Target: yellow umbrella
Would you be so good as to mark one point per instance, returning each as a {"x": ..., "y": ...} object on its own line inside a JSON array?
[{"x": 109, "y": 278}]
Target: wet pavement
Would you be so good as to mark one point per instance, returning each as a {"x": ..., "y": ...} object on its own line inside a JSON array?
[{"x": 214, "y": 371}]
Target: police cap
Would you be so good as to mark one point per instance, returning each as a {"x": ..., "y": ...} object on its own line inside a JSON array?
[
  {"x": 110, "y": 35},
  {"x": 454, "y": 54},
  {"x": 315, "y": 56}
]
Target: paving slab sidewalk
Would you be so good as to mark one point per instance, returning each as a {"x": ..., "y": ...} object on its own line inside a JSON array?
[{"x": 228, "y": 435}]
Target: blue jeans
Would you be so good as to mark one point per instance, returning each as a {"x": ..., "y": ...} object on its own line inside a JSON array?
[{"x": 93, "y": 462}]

WHAT NEEDS TO BE DONE:
From the records above, show each line that contains the word "Target".

SOLUTION:
Target: yellow umbrella
Target: wet pavement
Target: police cap
Target: paving slab sidewalk
Target: blue jeans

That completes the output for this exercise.